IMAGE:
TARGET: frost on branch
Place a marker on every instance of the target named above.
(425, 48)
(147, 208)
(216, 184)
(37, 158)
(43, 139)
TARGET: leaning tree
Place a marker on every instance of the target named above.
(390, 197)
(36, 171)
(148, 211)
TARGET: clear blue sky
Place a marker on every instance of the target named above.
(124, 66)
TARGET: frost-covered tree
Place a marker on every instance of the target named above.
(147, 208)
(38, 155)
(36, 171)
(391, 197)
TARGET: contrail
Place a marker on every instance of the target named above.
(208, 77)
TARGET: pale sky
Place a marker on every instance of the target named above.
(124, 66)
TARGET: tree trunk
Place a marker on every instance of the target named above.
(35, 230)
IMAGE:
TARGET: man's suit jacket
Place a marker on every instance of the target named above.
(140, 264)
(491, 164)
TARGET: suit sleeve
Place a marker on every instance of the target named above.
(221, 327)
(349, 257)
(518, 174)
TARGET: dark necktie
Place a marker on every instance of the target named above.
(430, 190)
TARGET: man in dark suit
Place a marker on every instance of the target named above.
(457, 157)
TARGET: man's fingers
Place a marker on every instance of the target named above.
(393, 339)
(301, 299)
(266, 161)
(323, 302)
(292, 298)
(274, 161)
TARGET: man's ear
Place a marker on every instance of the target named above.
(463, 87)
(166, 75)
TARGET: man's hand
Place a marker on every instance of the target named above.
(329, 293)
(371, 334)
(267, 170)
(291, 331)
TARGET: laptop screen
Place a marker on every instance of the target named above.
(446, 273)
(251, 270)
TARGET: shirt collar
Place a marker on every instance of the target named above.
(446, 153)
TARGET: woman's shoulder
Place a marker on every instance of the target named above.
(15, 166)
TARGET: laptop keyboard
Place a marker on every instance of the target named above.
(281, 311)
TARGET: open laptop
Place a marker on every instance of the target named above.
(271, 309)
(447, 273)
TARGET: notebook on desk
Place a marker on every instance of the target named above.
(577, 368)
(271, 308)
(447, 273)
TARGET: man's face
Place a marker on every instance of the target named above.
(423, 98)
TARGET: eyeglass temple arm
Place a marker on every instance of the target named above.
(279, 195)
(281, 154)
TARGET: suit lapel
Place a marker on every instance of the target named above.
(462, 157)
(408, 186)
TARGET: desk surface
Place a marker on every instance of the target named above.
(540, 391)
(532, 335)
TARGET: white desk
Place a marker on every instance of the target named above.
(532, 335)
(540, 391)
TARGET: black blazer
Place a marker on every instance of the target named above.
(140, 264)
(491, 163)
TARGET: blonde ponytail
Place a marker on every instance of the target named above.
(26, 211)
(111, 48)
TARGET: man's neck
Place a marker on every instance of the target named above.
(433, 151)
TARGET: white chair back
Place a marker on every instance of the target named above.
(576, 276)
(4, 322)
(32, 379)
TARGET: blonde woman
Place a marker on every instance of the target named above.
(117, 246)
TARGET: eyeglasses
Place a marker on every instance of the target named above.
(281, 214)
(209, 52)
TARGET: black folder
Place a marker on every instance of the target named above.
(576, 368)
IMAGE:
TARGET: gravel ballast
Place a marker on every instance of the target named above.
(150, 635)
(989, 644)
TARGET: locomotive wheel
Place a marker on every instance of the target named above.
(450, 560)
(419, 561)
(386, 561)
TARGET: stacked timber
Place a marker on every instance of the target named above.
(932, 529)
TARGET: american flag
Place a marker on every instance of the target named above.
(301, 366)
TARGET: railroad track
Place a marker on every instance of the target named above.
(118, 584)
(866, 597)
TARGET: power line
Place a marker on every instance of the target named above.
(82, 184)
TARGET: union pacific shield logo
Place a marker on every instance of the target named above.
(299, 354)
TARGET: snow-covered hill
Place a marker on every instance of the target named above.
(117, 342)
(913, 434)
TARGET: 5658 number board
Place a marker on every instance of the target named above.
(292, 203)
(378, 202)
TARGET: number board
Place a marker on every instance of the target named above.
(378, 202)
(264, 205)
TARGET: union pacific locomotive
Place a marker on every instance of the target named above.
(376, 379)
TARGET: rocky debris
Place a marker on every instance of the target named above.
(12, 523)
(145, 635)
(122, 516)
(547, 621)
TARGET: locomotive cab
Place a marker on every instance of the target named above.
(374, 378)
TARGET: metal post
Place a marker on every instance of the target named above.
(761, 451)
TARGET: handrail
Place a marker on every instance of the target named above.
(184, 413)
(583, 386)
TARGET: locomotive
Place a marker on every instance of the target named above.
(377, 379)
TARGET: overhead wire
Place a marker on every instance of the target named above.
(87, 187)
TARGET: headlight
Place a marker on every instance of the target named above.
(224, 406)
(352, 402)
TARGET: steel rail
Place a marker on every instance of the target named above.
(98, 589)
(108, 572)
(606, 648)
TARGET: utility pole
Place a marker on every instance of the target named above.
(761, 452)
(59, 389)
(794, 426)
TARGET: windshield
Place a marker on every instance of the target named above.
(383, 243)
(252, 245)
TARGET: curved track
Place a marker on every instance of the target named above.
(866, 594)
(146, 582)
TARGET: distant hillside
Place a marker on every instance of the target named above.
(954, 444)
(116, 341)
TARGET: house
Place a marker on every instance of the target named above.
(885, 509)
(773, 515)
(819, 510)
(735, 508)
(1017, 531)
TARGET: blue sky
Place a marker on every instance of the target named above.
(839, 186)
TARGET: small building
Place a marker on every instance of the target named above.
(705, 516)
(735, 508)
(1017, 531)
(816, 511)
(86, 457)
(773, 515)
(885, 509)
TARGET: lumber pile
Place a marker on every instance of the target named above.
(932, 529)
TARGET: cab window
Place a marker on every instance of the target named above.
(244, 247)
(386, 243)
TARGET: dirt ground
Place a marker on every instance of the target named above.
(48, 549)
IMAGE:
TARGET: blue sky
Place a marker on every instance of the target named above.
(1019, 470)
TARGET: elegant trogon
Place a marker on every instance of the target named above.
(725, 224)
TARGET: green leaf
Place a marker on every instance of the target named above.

========================================

WRITTEN EXERCISE
Take the entries and copy them out exactly.

SOLVED PROBLEM
IMAGE:
TARGET: frost on branch
Place a marker on every instance of the target named above.
(425, 48)
(147, 208)
(216, 184)
(37, 158)
(43, 139)
TARGET: leaning tree
Place a marker on every instance of the target named above.
(390, 197)
(36, 171)
(148, 211)
TARGET: clear blue sky
Place a marker on every instance of the target named above.
(124, 66)
TARGET: frost-covered tree
Place a marker on every instance of the target named above.
(147, 208)
(38, 155)
(36, 171)
(391, 197)
TARGET: contrail
Place a marker on every instance of the target named above.
(208, 77)
TARGET: pale sky
Place a marker on every instance of the target named above.
(124, 66)
TARGET: tree trunk
Place a marker on every instance of the target named above.
(35, 230)
IMAGE:
TARGET: man's suit jacket
Place a marker on every instance of the target named above.
(140, 264)
(491, 164)
TARGET: suit sleeve
Place a marker on every instance of the target named above.
(221, 327)
(349, 257)
(518, 174)
TARGET: dark necktie
Place a marker on every instance of the target named above.
(430, 190)
TARGET: man in dark suit
Place a marker on every instance of the target named above.
(457, 157)
TARGET: man's fingers
Place a marker on every instance of the target named above.
(393, 339)
(301, 299)
(266, 161)
(323, 302)
(292, 298)
(274, 161)
TARGET: man's ear
Place a marker on every instance of the target named above.
(463, 87)
(166, 75)
TARGET: man's hand
Place a marker on every instance of the target named above.
(329, 293)
(371, 334)
(267, 170)
(291, 331)
TARGET: laptop screen
Place a marker on every instance of the target named above.
(446, 273)
(251, 270)
TARGET: shirt collar
Place a marker on every instance of the target named above.
(446, 153)
TARGET: woman's shoulder
Place a marker on every instance of the target named above.
(15, 166)
TARGET: laptop keyboard
Place a marker on every instance of the target named above.
(281, 311)
TARGET: open laptop
Place a marker on every instance of the target named above.
(271, 309)
(447, 273)
TARGET: notebook on desk
Place a marker on every instance of the target named above.
(577, 368)
(271, 308)
(447, 273)
TARGET: man's face
Place a marker on every instance of the target named above.
(423, 98)
TARGET: eyeglass temple arm
Place a marker on every instance of the target named above.
(279, 195)
(281, 154)
TARGET: suit lapel
Place a marker on every instance of the target named above.
(462, 157)
(408, 186)
TARGET: desk surface
Place a marker on every instance of the target named above.
(540, 391)
(532, 335)
TARGET: white desk
Place a marker on every instance of the target named above.
(532, 335)
(540, 391)
TARGET: black blazer
Place a marker on every instance of the target named above.
(140, 264)
(491, 163)
TARGET: blonde ponytail
Place a marker on every instance of the target named above.
(26, 211)
(111, 48)
TARGET: man's neck
Place a marker on every instance of the target named above.
(433, 151)
TARGET: white chair back
Place a marker on every instance of the target named above.
(576, 276)
(4, 322)
(32, 379)
TARGET: blonde woman
Place a marker on every instance of the target named above.
(117, 246)
TARGET: eyeglasses
Place a marker on every instance of the target named above.
(281, 214)
(209, 52)
TARGET: black folder
Place a marker on every instance of the target named above.
(576, 368)
IMAGE:
TARGET: gravel ballast
Place a marker on every instance of the target named above.
(150, 635)
(989, 644)
TARGET: locomotive wheel
Place a marker on every instance of the target named above.
(450, 560)
(419, 561)
(386, 561)
TARGET: stacked timber
Place a marker on every instance of the target named above.
(932, 529)
TARGET: american flag
Place a marker on every instance of the target named above.
(301, 366)
TARGET: railroad track
Place a marker on every instance of the target named above.
(118, 584)
(866, 597)
TARGET: power line
Place a marker on every instance of the target named above.
(82, 184)
TARGET: union pacific shield logo
Place a marker on every instance of the target named above.
(299, 354)
TARGET: snow-covered hill
Place a marker on every instance of the target named above.
(117, 342)
(913, 434)
TARGET: 5658 number board
Place a marker on every instance of the target named above.
(292, 203)
(378, 202)
TARGET: number board
Place a marker on every instance of the target named above.
(378, 202)
(264, 205)
TARGET: union pacific locomotive
Place a marker on every instance of the target named above.
(376, 379)
TARGET: rocky debris
Place a marker on every instance of the target named above.
(12, 523)
(145, 635)
(122, 516)
(547, 621)
TARGET: locomotive cab
Place a marker on every instance of the target named above.
(374, 378)
TARGET: metal post
Place a marker on every instance of the target named above.
(761, 451)
TARGET: handrail
Place a marker on every instance of the target named above.
(184, 413)
(583, 386)
TARGET: locomotive
Place a marker on every instance of the target named above.
(377, 379)
TARGET: overhead wire
Place a marker on every instance of the target named above.
(87, 187)
TARGET: headlight
Place a marker on every instance of the target named above.
(224, 406)
(352, 402)
TARGET: steel rail
Place a marker on every instance of the target named above.
(98, 589)
(108, 572)
(606, 648)
TARGET: utility pole
Place a marker on every instance of the target named above.
(761, 452)
(59, 389)
(794, 426)
TARGET: windshield
Place a marker on every instance of the target named above.
(383, 243)
(252, 245)
TARGET: curved track
Place a marker on every instance of the target named above.
(866, 594)
(146, 582)
TARGET: distant hillside
Place a marker on every instance of the target named above.
(954, 444)
(116, 341)
TARGET: house
Place a marker on every instance of the target named above.
(885, 509)
(773, 515)
(819, 510)
(735, 508)
(1017, 531)
TARGET: blue sky
Place a marker on every instance of the target named above.
(839, 186)
TARGET: small building
Place a marker on every instance of the target named above.
(705, 516)
(735, 508)
(1017, 531)
(816, 511)
(86, 457)
(773, 515)
(885, 509)
TARGET: lumber pile
Place a marker on every instance of the target named above.
(932, 529)
TARGET: cab window
Place a marker on every instance of the target named above.
(244, 247)
(386, 243)
TARGET: dirt ground
Place a marker on every instance of the target named above.
(48, 549)
IMAGE:
TARGET: blue sky
Place a marker on every instance of the target named above.
(1019, 470)
TARGET: elegant trogon
Place a marker on every instance of the target named above.
(725, 224)
TARGET: green leaf
Place a marker on every instance of the target named above.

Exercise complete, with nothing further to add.